> [EJERCICIO A] Resume en dos oraciones el relato del hombre sin olfato y su esposa.
> [EJERCICIO B] Continúa, por favor, el relato del hombre sin olfato y su esposa a partir de su última oración.

> [TEXTO PROPORCIONADO]
::::::::::

Hay un hombre, un hombre mayor, casado, que ha perdido el olfato. Tiene un nombre, esa singular patología, esa enfermedad. El hombre está casado, tiene una esposa. A la esposa, que se empieza a sentir mal, débil, le descubren una enfermedad degenerativa que va directamente y con paciencia de boa, contra la motricidad. Nada se ha inventado para combatirla. La enfermedad avanza, la mujer está consciente, y no mucho más.
Ante la progresión de la enfermedad internan a la mujer. La mujer se pone peor, cada vez puede moverse menos, los miembros, los brazos y las piernas, se le dificulta hablar, la tienen que alimentar.
La mujer va a morir. El hombre, su marido, la visita, en terapia. Le lleva el hombre diversas hierbas. Tomillo, romero, flores de lavanda, orégano. El hombre acerca las hierbas a la nariz de su mujer que permanece con los ojos cerrados, para que recuerde olores, fragancias de situaciones donde fueron felices, ella y él, juntos. Árboles de eucalipto debajo de los cuales se sentaron a conversar, especias que utilizaron para condimentar cenas familiares, y así.

::::::::::

Datos de señalización de regiones:
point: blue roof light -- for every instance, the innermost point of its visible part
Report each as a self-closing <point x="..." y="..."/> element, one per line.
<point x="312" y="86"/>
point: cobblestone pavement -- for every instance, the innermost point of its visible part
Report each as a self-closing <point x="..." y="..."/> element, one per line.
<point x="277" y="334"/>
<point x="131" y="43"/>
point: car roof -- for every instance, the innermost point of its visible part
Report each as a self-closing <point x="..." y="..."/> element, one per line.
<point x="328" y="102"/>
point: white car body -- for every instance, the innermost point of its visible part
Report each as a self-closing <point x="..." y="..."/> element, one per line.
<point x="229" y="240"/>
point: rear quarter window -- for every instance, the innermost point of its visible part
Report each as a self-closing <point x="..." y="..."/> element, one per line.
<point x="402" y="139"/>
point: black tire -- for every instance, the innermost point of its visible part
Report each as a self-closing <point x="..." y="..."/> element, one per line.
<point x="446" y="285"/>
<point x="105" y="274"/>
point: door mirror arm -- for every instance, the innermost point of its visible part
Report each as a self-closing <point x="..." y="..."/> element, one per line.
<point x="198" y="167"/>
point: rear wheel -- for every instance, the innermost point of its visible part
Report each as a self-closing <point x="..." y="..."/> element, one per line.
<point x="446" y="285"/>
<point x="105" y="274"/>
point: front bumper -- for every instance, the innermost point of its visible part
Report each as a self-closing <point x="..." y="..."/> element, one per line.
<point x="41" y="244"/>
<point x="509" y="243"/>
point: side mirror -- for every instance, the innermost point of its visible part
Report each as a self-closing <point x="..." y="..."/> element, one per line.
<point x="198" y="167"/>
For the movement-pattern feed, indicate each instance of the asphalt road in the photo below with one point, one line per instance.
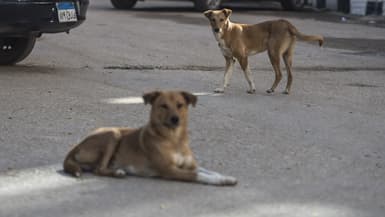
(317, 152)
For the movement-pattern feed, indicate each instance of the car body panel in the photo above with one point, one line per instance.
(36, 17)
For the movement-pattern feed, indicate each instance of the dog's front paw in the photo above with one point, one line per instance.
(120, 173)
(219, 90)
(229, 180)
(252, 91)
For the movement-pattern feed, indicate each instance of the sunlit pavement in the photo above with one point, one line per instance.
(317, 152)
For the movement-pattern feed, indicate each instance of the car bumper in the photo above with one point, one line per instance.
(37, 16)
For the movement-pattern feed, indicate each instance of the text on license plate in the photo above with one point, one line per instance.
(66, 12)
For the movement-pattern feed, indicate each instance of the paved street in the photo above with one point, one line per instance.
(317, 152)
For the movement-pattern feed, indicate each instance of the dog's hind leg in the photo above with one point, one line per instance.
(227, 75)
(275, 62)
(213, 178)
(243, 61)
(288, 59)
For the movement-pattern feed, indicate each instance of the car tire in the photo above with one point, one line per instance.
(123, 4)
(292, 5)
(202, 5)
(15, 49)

::::::::::

> [RESULTADO A] Un hombre mayor que ha perdido el olfato tiene una esposa a la que le descubren una enfermedad degenerativa contra la motricidad, y ella termina internada, donde cada vez puede moverse menos, le cuesta hablar y la tienen que alimentar. Como ella va a morir, él la visita en terapia y le acerca a la nariz hierbas como tomillo, romero, lavanda y orégano para que recuerde olores de situaciones en las que fueron felices juntos.

> [RESULTADO B]
La escena del hombre junto a la cama donde yace su mujer con los ojos cerrados, el hombre metiendo la mano en una de las tres bolsas que ha llevado al hospital, acercando alguna ramita a las exánimes fosas nasales de su esposa que apenas conserva fuerzas para respirar. Bueno, es una escena de una ternura infinita.
Después levantás la vista del libro y te das cuenta que no importa lo fétida, abyecta y absurda que sea la realidad. Algo bello surge de alguna parte y es una maravilla comparable con la multiplicación de los peces y los panes. Y entonces podés continuar.